▶ **What is required**: Copy out each line of the entries below in which the string "Query" appears.

────────

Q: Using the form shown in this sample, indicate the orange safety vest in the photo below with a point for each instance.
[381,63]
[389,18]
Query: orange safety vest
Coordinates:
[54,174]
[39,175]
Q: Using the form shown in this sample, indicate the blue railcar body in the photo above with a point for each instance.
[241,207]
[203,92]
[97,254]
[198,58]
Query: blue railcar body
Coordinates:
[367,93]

────────

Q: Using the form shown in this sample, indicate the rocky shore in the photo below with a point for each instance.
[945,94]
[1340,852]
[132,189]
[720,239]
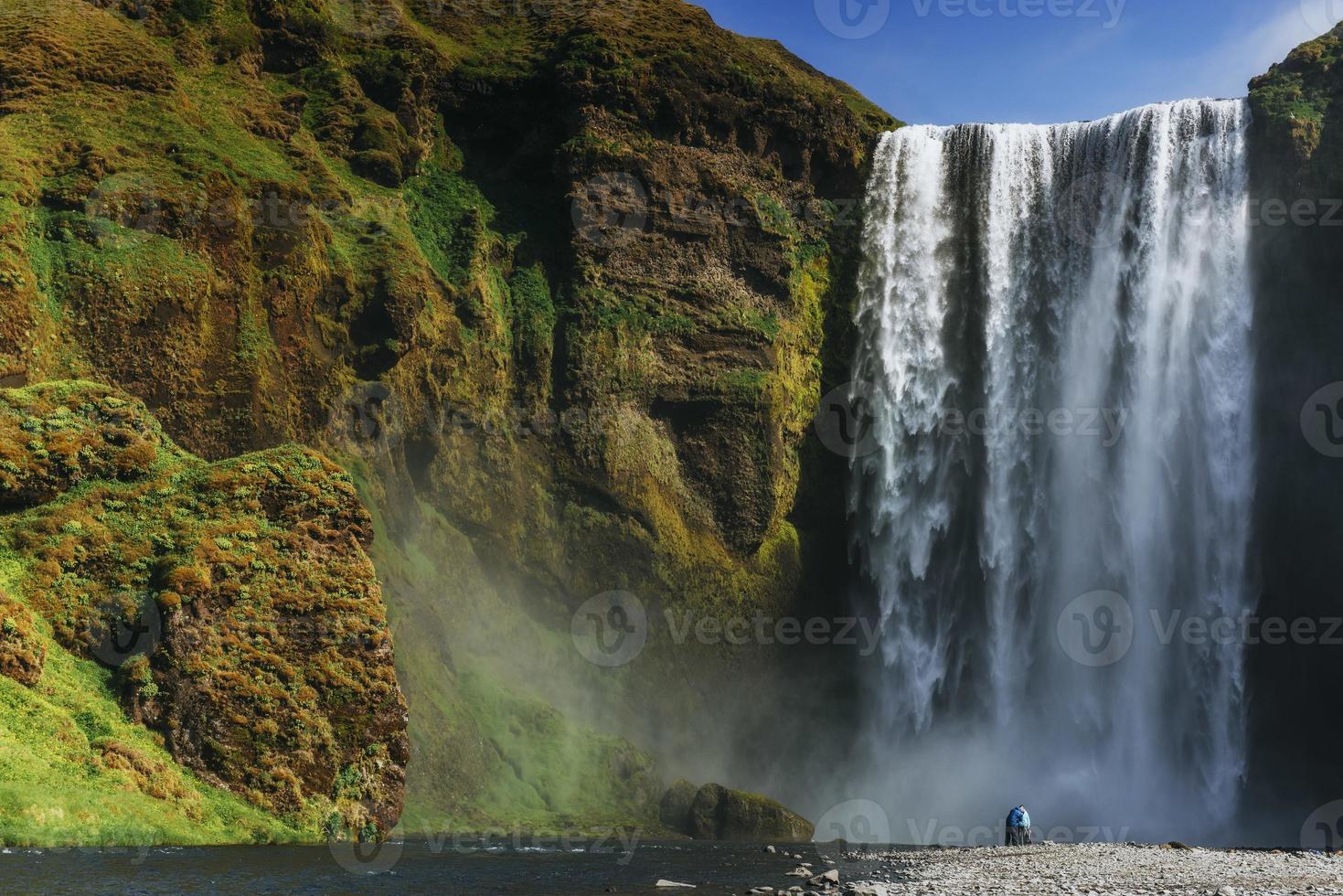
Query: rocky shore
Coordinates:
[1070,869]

────────

▶ **Task solution**:
Query: orange safety vest
Query: blue railcar body
Query: rocky shore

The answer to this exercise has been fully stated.